### Request
Copy the lines of the material verbatim, from the line containing "Trace the outline of every instance of the <item>white" through the line containing "31 62 L 27 64", including both of those lines and nothing else.

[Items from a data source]

____________

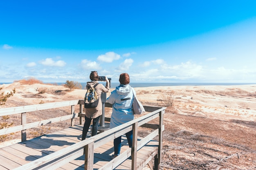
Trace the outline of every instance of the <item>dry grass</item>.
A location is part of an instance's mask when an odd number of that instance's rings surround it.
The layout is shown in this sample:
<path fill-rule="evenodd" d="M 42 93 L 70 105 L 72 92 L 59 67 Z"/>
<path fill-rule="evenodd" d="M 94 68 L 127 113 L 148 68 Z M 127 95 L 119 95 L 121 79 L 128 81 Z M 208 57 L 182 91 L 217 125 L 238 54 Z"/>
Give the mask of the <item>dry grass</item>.
<path fill-rule="evenodd" d="M 19 80 L 15 80 L 13 82 L 18 82 L 21 84 L 43 84 L 43 81 L 35 78 L 31 77 L 28 79 L 22 79 Z"/>

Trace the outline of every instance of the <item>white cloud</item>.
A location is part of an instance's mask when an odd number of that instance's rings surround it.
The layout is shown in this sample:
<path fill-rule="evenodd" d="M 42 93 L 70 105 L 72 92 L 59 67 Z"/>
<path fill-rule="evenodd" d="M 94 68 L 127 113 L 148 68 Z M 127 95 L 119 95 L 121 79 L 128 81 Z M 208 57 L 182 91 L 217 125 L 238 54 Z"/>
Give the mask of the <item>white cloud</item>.
<path fill-rule="evenodd" d="M 131 58 L 126 59 L 124 62 L 121 63 L 118 67 L 116 71 L 120 72 L 127 71 L 133 63 L 133 60 Z"/>
<path fill-rule="evenodd" d="M 3 46 L 3 49 L 5 49 L 6 50 L 9 50 L 12 48 L 13 48 L 12 46 L 10 46 L 8 44 L 4 44 Z"/>
<path fill-rule="evenodd" d="M 31 62 L 27 64 L 26 66 L 28 67 L 32 67 L 36 66 L 36 64 L 35 62 Z"/>
<path fill-rule="evenodd" d="M 213 57 L 212 58 L 207 58 L 207 59 L 206 59 L 206 61 L 213 61 L 216 60 L 217 60 L 217 58 L 216 57 Z"/>
<path fill-rule="evenodd" d="M 47 58 L 45 60 L 41 61 L 40 63 L 43 65 L 47 66 L 63 67 L 66 65 L 66 63 L 64 61 L 58 60 L 57 62 L 55 62 L 51 58 Z"/>
<path fill-rule="evenodd" d="M 99 55 L 97 60 L 101 62 L 112 62 L 114 60 L 119 60 L 121 56 L 114 52 L 110 51 L 106 53 L 105 54 Z"/>
<path fill-rule="evenodd" d="M 155 60 L 146 61 L 143 63 L 141 65 L 143 67 L 148 67 L 150 66 L 151 64 L 162 64 L 164 63 L 164 61 L 162 59 L 157 59 Z"/>
<path fill-rule="evenodd" d="M 86 59 L 82 60 L 81 65 L 83 68 L 86 70 L 93 71 L 99 69 L 101 69 L 99 66 L 99 64 L 97 63 L 96 62 L 92 62 Z"/>
<path fill-rule="evenodd" d="M 131 56 L 131 53 L 126 53 L 125 54 L 123 54 L 123 57 L 130 57 Z"/>

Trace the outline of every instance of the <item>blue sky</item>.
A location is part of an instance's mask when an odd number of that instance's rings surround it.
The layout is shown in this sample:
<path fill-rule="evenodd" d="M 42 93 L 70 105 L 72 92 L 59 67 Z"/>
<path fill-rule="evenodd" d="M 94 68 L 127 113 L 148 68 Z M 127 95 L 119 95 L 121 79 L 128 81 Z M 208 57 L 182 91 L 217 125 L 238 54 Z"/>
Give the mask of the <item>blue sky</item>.
<path fill-rule="evenodd" d="M 0 82 L 256 82 L 255 0 L 0 2 Z"/>

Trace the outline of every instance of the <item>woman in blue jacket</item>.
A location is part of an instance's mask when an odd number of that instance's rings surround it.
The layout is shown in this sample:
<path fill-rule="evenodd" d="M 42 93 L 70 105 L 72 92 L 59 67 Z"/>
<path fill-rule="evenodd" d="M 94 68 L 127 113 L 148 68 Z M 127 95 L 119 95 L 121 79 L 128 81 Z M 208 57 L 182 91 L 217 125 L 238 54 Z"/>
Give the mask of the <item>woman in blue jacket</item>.
<path fill-rule="evenodd" d="M 122 73 L 119 78 L 120 85 L 111 92 L 107 102 L 112 105 L 110 128 L 112 128 L 134 119 L 132 102 L 134 97 L 132 87 L 129 85 L 130 77 L 127 73 Z M 133 91 L 135 92 L 134 89 Z M 134 94 L 135 95 L 135 94 Z M 126 133 L 130 148 L 132 144 L 132 130 Z M 115 153 L 111 156 L 114 159 L 120 155 L 121 136 L 114 139 Z"/>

____________

### Result of the exercise
Trace the outline of every instance of the <item>white cloud</item>.
A location is part of an instance's mask when an odd number of that instance's rings surround it.
The layout is shown in this sample:
<path fill-rule="evenodd" d="M 42 93 L 70 105 L 72 92 L 59 67 Z"/>
<path fill-rule="evenodd" d="M 94 68 L 127 113 L 148 68 Z M 127 95 L 119 95 L 121 79 L 128 81 Z M 208 57 L 182 91 L 217 125 L 238 54 Z"/>
Give the mask of the <item>white cloud</item>.
<path fill-rule="evenodd" d="M 131 58 L 126 59 L 124 62 L 121 63 L 118 67 L 116 71 L 120 72 L 127 71 L 133 63 L 133 60 Z"/>
<path fill-rule="evenodd" d="M 3 46 L 3 49 L 5 49 L 6 50 L 9 50 L 12 48 L 13 48 L 12 46 L 10 46 L 8 44 L 4 44 Z"/>
<path fill-rule="evenodd" d="M 31 62 L 27 64 L 26 66 L 28 67 L 32 67 L 36 66 L 36 64 L 35 62 Z"/>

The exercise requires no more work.